*Text passage*.
☆ ☆ ☆ ☆ ☆ ☆ ☆

By Sue Davis
Published Nov 19, 2011 11:12 AM
Initiative 26 was trounced 58-42 percent by voters in Mississippi on Nov. 8. It would have outlawed all abortions, many forms of birth control, fertility treatments and stem-cell research and possibly have criminalized women who had ectopic pregnancies or miscarriages.
Known as the “egg-as-personhood” referendum, its defeat is an unexpected victory for women in the most conservative state in the U.S. It’s also a real setback for all who seek to deny women their full human rights by denying them control over their own bodies.
This pro-choice victory was not predicted even two weeks before the election. Polls showed passage was a done deal. The Oct. 26 New York Times reported both candidates for governor supported passage and quoted people in favor of or undecided about it.
What turned things around was a massive eleventh-hour, grassroots effort mounted by Mississippians for Healthy Families, National Advocates for Pregnant Women, the Feminist Majority Foundation and the NAACP. Mississippi now joins Colorado and South Dakota in rejecting “personhood” laws — twice in both those states. But new campaigns are said to be planned in Nevada, Georgia, Florida, Montana, Ohio, California, Oregon, Michigan, Wisconsin and South Dakota (yet again).

☆ ☆ ☆ ☆ ☆ ☆ ☆

Stored dataset items:
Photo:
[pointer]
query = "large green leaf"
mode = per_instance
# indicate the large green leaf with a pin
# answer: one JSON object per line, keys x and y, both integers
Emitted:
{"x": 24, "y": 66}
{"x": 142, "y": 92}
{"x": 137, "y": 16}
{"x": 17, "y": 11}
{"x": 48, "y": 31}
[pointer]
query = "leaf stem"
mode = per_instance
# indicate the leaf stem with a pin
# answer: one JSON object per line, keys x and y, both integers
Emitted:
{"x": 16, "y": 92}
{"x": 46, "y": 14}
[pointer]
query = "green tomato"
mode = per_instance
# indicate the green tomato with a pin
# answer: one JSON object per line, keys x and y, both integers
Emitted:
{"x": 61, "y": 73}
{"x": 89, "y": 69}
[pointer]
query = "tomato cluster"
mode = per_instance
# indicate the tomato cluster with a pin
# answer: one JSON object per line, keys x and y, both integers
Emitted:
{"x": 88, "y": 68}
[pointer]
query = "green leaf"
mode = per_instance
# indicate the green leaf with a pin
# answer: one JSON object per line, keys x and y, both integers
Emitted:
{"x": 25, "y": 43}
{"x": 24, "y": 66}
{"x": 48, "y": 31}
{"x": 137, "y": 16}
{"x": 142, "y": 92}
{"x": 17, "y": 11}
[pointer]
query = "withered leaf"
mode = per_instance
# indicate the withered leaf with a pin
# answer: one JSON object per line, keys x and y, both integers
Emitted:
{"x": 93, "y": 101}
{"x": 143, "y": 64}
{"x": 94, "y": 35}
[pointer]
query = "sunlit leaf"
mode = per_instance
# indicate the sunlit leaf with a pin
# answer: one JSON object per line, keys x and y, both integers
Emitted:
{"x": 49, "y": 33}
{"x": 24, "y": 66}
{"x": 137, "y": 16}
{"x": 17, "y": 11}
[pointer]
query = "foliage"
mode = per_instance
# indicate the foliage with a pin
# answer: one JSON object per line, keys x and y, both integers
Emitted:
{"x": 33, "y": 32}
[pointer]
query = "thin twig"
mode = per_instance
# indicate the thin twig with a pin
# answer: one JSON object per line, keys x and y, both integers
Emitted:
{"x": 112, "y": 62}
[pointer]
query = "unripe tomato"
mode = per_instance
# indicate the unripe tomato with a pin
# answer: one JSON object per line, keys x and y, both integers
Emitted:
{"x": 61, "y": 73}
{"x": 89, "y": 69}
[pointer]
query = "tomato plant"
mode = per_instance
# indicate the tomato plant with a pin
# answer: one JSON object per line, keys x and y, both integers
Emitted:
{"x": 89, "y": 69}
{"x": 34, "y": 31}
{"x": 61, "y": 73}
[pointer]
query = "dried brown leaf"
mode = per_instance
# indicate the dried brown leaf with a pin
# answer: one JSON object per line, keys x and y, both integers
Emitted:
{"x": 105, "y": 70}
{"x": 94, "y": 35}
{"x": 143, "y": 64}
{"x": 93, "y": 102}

☆ ☆ ☆ ☆ ☆ ☆ ☆

*Tasks*.
a - By what percentage margin did Mississippi voters reject Initiative 26, according to the article on Initiative 26?
b - Copy the part of the Initiative 26 article starting with "This pro-choice victory" and going on through "undecided about it.", replacing "Polls" with "Surveys".

*Outputs for the tasks*.
a - 58-42 percent

b -
This pro-choice victory was not predicted even two weeks before the election. Surveys showed passage was a done deal. The Oct. 26 New York Times reported both candidates for governor supported passage and quoted people in favor of or undecided about it.